Set task. Copy the line containing "Rules: pick out every instance of the person walking", then all lines after it up to and including the final line of the material, exactly and without additions.

[START Records for this exercise]

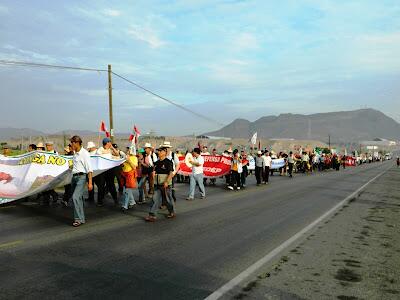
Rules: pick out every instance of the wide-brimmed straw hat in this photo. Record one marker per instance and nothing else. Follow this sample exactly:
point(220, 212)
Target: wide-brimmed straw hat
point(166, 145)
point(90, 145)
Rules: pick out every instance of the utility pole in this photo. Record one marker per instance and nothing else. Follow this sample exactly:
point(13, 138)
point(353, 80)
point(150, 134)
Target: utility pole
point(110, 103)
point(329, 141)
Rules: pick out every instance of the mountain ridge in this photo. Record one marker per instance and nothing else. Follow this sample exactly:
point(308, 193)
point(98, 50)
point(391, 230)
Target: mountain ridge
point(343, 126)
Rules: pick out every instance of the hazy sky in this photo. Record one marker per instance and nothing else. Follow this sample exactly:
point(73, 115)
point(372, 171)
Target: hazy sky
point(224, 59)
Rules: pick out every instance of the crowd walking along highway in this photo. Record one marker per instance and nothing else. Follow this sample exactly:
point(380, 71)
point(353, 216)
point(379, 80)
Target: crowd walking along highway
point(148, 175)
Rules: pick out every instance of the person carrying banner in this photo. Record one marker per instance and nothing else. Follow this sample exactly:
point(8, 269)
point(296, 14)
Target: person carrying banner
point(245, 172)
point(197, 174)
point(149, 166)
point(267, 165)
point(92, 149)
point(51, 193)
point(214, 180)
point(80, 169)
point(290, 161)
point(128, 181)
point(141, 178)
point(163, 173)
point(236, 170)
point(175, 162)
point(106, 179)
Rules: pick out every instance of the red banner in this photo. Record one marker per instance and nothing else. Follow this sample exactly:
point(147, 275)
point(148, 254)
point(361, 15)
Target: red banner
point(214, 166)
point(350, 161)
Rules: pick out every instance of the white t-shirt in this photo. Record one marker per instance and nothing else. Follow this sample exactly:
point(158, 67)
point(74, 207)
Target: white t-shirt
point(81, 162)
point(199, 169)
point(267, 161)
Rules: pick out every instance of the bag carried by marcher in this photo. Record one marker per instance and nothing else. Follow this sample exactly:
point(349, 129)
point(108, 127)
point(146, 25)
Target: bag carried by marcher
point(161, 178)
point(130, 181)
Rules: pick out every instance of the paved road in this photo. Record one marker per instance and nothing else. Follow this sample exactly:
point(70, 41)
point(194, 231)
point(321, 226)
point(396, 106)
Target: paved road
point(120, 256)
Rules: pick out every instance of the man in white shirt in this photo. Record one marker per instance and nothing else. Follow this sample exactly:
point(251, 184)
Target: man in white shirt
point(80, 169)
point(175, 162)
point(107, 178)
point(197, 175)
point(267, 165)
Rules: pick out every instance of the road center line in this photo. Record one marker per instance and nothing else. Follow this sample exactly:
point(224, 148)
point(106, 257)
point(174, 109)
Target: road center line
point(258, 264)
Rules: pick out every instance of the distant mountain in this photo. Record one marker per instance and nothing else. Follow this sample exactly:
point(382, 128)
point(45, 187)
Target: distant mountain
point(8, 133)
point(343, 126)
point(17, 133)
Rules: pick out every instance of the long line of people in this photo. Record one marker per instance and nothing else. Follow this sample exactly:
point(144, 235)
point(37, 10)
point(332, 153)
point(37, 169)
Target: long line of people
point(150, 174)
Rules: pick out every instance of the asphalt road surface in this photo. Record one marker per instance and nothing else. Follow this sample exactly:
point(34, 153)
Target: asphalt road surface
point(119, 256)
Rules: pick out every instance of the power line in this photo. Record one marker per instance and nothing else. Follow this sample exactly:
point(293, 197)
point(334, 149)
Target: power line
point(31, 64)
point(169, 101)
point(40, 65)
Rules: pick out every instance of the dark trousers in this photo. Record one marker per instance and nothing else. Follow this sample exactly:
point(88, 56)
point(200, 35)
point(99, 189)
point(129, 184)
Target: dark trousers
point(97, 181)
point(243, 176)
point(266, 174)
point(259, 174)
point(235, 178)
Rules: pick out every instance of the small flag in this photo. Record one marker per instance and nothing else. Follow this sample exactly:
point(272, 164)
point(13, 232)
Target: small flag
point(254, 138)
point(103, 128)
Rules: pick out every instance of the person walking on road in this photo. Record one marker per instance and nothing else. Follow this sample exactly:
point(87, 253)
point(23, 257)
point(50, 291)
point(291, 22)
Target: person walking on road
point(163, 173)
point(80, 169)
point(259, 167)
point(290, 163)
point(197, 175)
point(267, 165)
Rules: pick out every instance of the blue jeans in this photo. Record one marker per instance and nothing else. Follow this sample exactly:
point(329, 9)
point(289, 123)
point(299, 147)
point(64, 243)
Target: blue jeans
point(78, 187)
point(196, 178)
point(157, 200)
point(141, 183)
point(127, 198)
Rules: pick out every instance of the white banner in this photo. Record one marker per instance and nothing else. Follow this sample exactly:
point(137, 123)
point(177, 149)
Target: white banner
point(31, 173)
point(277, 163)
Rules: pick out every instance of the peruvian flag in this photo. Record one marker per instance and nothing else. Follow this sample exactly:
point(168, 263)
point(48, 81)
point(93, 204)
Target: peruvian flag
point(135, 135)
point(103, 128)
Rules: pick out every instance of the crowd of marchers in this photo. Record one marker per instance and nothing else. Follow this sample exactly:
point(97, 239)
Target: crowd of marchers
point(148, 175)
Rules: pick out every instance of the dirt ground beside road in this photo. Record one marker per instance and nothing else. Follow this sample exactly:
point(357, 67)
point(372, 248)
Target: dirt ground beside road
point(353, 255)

[END Records for this exercise]

Full answer.
Rules: pick out every instance of the person walking on road in this photo. Record one marker per instance and nothing else. Follow this sample exactly:
point(87, 253)
point(23, 257)
point(50, 291)
point(291, 22)
Target: person walking on road
point(163, 173)
point(80, 169)
point(259, 167)
point(290, 163)
point(197, 175)
point(267, 165)
Rules: pick out every instance of the blue jeans in this photo. Record one marker per instance and nothing else. Follow this sample exactly:
point(329, 9)
point(289, 123)
point(299, 147)
point(64, 243)
Target: blue jeans
point(78, 187)
point(196, 178)
point(157, 200)
point(141, 183)
point(127, 198)
Rules: pick out every instance of the white banner in this photo. Record one marker per instance and nothing else. Follow this sample exactly:
point(137, 123)
point(177, 149)
Target: white banner
point(31, 173)
point(277, 163)
Rules: pick out every instance of the peruvian flag in this photo. Record one marker per instance and nothing else. Follow this sample exactly:
point(168, 263)
point(48, 81)
point(93, 204)
Target: peruvian flag
point(135, 135)
point(103, 128)
Rules: pick out every instance of the crowd of marchers in this photo. Record one marker per instance and nothing else. Follow this sample exactly:
point(97, 239)
Target: crowd of marchers
point(148, 175)
Rules: pick out every instance of the dirt ground beside road in this photo. Record one marker per instance and nothing else. Follow this sample exactly:
point(357, 67)
point(372, 248)
Target: dirt ground beside road
point(353, 255)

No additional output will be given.